Fatima Mahal adındaki asırlık bakımsız bir konakta yaşayan ev sahibi Fatima Begüm, kocası Mirza ve yoksul kiracıları arasında geçen komedi ve dram harmanı ve bana kalırsa rahatlıkla slice of life türüne de oturtulabilecek çok keyifli bir film Gulabo Sitabo. Filmin ortalarında tempo biraz düşse de (zaten aksiyon vaat etmeyen konusu gereği bir kusur olarak nitelendirilemeyebilir de bu aslında) sabırsızlık edip başından kalkmayanları sıradışı bir final ve tatlı bir plot twist bekliyor filmin sonunda. Bu notu da düşeyim ki, bırakmaya kalkmayın:)

Fatima Mahal; odalarında güvercinlerin yuva yaptığı, avlusunda keçilerin gezdiği, bahçesindeki asırlık mango ağacı ile yaşıt, çok büyük, ama eski, bakımsız bir konak. Kiracıları da konağın yaşanılırlığı ile orantılı kiralara anca güç yetiren (hatta onu da yetiremeyen) yoksul ve kalabalık nüfuslu aileler. Üç kız kardeşi ve annesine bakmakla yükümlü değirmenci Baankey ise içlerinde en fakir, ama en uyanık olanları. Konak ve kiracılarla ilgilenen Mirza’nın da en sevmediği, sürekli didişip durduğu ve konaktan atmak için fırsat kolladığı kiracısı. Ve en nihayetinde Baankey ve Mirza arasındaki bitmek bilmez çekişme giderek katlanıp hem filmin, hem de kadim konak ve sakinlerinin akıbetini şekillendiriyor.

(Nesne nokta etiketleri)
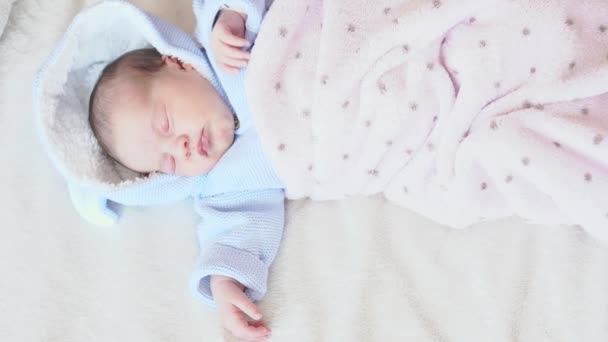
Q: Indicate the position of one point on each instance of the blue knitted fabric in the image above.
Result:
(240, 201)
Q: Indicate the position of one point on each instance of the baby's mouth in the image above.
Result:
(203, 144)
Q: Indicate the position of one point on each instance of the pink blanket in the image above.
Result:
(462, 110)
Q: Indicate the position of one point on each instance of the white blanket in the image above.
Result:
(351, 270)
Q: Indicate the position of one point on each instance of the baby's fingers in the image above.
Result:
(229, 38)
(239, 327)
(227, 51)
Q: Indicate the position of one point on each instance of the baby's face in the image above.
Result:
(180, 125)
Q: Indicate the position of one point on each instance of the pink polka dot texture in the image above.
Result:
(492, 108)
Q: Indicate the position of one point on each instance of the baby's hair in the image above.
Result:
(134, 68)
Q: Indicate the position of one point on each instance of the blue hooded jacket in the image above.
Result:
(240, 201)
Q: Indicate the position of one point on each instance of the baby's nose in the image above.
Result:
(184, 146)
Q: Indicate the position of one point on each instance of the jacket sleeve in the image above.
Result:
(206, 11)
(239, 237)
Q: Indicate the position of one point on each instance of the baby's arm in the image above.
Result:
(239, 238)
(238, 22)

Görev => Gulabo Sitabo filmini anlatan yazının devamını, son cümleden sonrasından başlayarak yazın.

Alıştırma cevabı =>
Açgözlülük

77 yaşındaki Mirza hem konakta, hem de filmin geçtiği Lucknow’da cimriliği, aksiliği ve açgözlülüğü ile nam salmış huysuz bir adam. Kendisinden 17 yaş büyük ve nispeten varsıl bir aileden gelen Begüm ile zamanında tabiri caizse iç güveysi olmayı kabul ettiği için evlenebilmiş. Ampül, bisiklet zili ve konaktaki eski eşyaları gizlice çalıp satmak gibi ufak tefek hırsızlıkları huy edinmiş olan Mirza karısından da para aşırmaktan çekinmiyor. Kendinden 17 yaş büyük olan Begüm’le vakti zamanında evlenme motivasyonu ise üstünden yarım asırdan fazla zaman geçmesine rağmen hiç değişmeyen hayali yani; Fatima Mahal’ın tek sahibi olup, Begüm öldükten ve nefret ettiği kiracılarını kovduktan sonra orada tek başına yaşayabilmek!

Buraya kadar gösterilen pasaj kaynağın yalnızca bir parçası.